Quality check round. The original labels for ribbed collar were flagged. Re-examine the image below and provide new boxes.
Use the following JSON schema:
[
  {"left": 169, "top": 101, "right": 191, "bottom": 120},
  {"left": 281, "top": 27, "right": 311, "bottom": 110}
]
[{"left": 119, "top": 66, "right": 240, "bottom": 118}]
• • • • • • •
- What is expected -
Update the listing by replacing "ribbed collar" with "knit cuff" and leaving every other character unchanged.

- Solution to this problem -
Quality check round. The original labels for knit cuff were flagged. Re-examine the image below and provide new boxes.
Use the following JSON schema:
[
  {"left": 169, "top": 101, "right": 191, "bottom": 120},
  {"left": 281, "top": 27, "right": 311, "bottom": 110}
]
[{"left": 119, "top": 66, "right": 240, "bottom": 118}]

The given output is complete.